### JOB
From the listing below, extract each entry exactly as written, minus the images.

### MATERIAL SUPPLIED
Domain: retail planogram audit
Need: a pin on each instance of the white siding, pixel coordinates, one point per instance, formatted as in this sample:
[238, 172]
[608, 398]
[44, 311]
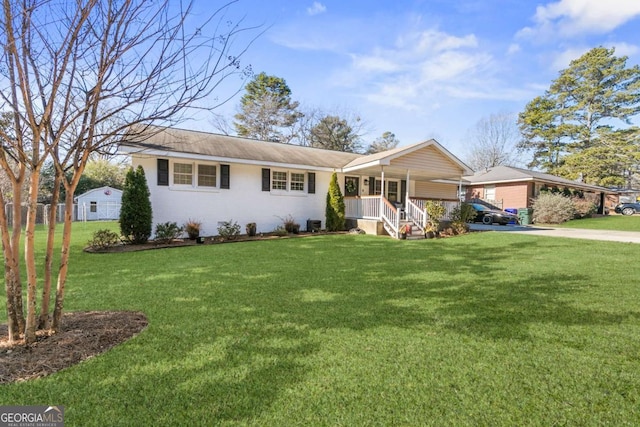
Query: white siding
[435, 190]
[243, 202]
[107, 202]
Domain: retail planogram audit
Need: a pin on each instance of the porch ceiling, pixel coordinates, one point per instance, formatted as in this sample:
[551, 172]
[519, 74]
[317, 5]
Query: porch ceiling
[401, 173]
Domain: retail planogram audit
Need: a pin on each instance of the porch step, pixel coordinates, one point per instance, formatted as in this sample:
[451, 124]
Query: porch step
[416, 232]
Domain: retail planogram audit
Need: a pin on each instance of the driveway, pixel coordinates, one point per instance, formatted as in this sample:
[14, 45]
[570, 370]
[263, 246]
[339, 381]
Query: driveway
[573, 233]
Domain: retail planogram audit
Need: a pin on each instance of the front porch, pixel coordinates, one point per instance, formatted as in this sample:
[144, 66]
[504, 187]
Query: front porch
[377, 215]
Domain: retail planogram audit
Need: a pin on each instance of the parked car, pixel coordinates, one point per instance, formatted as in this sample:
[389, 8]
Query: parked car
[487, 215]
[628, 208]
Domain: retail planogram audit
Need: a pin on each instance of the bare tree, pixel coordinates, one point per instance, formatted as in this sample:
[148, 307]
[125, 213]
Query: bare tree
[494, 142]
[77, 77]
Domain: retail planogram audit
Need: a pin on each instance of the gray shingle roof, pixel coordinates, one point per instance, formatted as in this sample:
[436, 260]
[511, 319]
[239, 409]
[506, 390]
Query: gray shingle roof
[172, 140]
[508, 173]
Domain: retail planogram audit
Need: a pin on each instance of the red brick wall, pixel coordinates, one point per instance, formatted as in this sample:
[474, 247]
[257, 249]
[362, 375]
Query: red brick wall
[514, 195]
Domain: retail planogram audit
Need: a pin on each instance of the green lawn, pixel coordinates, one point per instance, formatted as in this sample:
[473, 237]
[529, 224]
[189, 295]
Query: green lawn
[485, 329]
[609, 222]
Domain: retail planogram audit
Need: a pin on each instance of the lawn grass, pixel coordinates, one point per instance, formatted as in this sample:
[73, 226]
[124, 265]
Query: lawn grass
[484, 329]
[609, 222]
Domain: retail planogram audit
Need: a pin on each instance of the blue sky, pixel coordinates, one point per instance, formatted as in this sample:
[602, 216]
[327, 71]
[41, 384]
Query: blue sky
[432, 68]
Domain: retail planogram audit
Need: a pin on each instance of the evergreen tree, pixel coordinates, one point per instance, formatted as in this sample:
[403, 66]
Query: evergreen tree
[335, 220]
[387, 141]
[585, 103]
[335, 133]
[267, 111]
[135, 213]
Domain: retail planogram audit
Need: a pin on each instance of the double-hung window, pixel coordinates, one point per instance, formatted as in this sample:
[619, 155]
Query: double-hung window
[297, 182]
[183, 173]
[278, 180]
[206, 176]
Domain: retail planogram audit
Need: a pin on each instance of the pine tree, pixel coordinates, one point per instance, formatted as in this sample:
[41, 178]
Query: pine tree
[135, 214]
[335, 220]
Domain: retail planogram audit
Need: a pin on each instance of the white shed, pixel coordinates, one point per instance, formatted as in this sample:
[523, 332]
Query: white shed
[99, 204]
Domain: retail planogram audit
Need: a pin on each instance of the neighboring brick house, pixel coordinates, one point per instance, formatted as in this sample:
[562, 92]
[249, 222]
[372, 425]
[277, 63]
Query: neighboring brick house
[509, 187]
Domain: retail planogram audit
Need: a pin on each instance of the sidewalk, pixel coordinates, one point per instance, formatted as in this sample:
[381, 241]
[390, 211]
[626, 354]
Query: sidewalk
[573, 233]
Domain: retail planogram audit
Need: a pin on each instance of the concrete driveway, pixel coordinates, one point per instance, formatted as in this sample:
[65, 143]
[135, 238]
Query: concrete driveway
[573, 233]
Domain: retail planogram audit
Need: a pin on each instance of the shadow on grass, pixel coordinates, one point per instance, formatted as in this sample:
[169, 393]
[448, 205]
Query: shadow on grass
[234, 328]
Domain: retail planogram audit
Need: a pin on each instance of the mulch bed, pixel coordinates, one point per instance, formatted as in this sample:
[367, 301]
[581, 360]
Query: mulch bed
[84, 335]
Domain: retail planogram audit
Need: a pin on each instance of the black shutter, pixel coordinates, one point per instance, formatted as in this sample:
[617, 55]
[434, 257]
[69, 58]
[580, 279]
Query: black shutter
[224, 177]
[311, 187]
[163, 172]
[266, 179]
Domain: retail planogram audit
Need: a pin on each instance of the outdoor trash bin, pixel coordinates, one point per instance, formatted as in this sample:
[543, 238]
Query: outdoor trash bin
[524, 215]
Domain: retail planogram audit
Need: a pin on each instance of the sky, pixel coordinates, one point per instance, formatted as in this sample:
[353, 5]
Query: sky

### REPLY TO THE EXERCISE
Domain: retail planogram audit
Need: a pin on each instance of the white siding, pixel coordinates, one point per instance, formatted as in this sample:
[238, 172]
[608, 398]
[44, 311]
Query: white siding
[435, 190]
[243, 202]
[107, 202]
Domain: retail planogram audit
Need: a pin on each instance of the porch ceiling, pixel coordinates, one point per instance, formatted as in this sample:
[551, 172]
[519, 74]
[317, 5]
Query: porch ceiling
[401, 173]
Domain: retail planogram audit
Need: a pin on each instance of the porch step, pixel coordinates, one point per instance, formatted as in this sample:
[451, 124]
Query: porch step
[416, 232]
Domain: retail planogram audit
Need: a pin on each instance of the driveway, pixel coordinates, one point per instance, formatted as in this sample:
[14, 45]
[570, 370]
[263, 246]
[339, 381]
Query: driveway
[573, 233]
Domain: retail planogram audit
Need: a pin on each instance of the front porch, pixel coordinates, one point per instance, formatted as in this sample:
[144, 66]
[504, 187]
Query: front porch
[377, 215]
Domain: retail planogram audit
Need: a pin on each instance of the parked car, pixel coordinates, one point per instance, formatted as in this sample:
[389, 8]
Query: parked car
[487, 215]
[628, 208]
Domain: retail planogram audit
Need: a pin on each instance of the bare tree, pixel coordinates, one point per instance, formatted as in this sample:
[148, 307]
[125, 213]
Query: bare tree
[494, 142]
[77, 77]
Domain: retail planogram audit
Need: a pin on each instance of the gray shingle roof, pixel coordinates, one point per instance, formatted as in this sample:
[436, 260]
[511, 319]
[239, 409]
[506, 390]
Query: gray shingle roof
[172, 140]
[508, 173]
Domain: retail planogram audit
Need: a pin on each instance of the red brick wall, pixel coordinates, one point per instance, formatted as in this sample:
[474, 247]
[257, 249]
[362, 375]
Query: red brick wall
[514, 195]
Domain: retail planogram audit
Need: a pin on each instance of the green lawn, pixel coordinates, one point per instance, formatted as in this sample:
[473, 237]
[529, 224]
[189, 295]
Query: green lawn
[485, 329]
[609, 222]
Domain: retail planogram audit
Need: a pin on each instance of the lawn grass, pixel coordinates, one point per instance, formatted as in this sample:
[73, 226]
[124, 265]
Query: lawn grass
[484, 329]
[609, 222]
Domain: retail planogram audit
Need: a pin on each instance of the blue sky, pixel coordinates, one point per instance, formatted as in this sample:
[602, 216]
[327, 71]
[41, 384]
Query: blue sky
[432, 68]
Domain: retail planogram audit
Need: a pin on each instance of the evergreen tree, pixel coordinates, one point per instance, formatted as in this sample:
[403, 66]
Query: evergreen tree
[335, 220]
[387, 141]
[585, 103]
[335, 133]
[267, 111]
[135, 213]
Domain: retail planogram audit
Need: a pin on each instance of the double-hung window, pixel coordinates, one point per instance, formatted as in this sample:
[619, 155]
Query: double-hung window
[297, 182]
[183, 173]
[278, 180]
[206, 176]
Domain: retail planogram audit
Need: a pin on each instance of the pine tree, pixel coordinates, one point per instance, formatted as in this sample:
[41, 178]
Query: pine tree
[135, 214]
[335, 220]
Domain: retail planogram audit
Need: a pin on each instance of the white shed, pixel coordinates, one point per instance, formatted as in this sample:
[523, 332]
Query: white shed
[99, 204]
Domain: retail planogram audit
Need: a pin on each instance of the neighboring brick house, pixel coordinates, one point per instance, formatted as in this sample:
[562, 92]
[249, 222]
[372, 425]
[277, 63]
Query: neighboring brick house
[509, 187]
Domain: retail planogram audit
Need: a pin on each instance of the sidewalk, pixel coordinates, one point per instance, formatted as in this sample:
[381, 241]
[390, 211]
[626, 354]
Query: sidewalk
[573, 233]
Domain: retail planogram audit
Need: a pin on each instance of the concrete driveway, pixel coordinates, one point per instance, formatted as in this sample:
[65, 143]
[135, 238]
Query: concrete driveway
[573, 233]
Domain: retail planogram audit
Need: a pin on each instance of the shadow on grass, pixel coordinates, one point per instance, formatted as in this sample:
[169, 393]
[448, 205]
Query: shadow on grass
[234, 328]
Domain: retail planogram audit
Need: a pin on each instance of the mulch bed, pixel coordinates, one point per instance, formatted as in this sample:
[367, 301]
[581, 360]
Query: mulch bed
[84, 335]
Domain: retail planogram audit
Need: a pin on each instance of the black shutter, pixel coordinates, one point per instance, formatted as in this sample:
[617, 55]
[434, 257]
[69, 58]
[580, 279]
Query: black shutter
[224, 177]
[311, 187]
[163, 172]
[266, 179]
Domain: retail planogram audit
Need: a pin on each instance of the outdoor trash bin, pixel coordinates, one point per instance, formatted as in this sample:
[543, 238]
Query: outdoor trash bin
[524, 215]
Domain: retail planogram audit
Need: a pin on each instance of the sky, pixel coordinates, one point per instance, formatted as in this sample:
[353, 5]
Query: sky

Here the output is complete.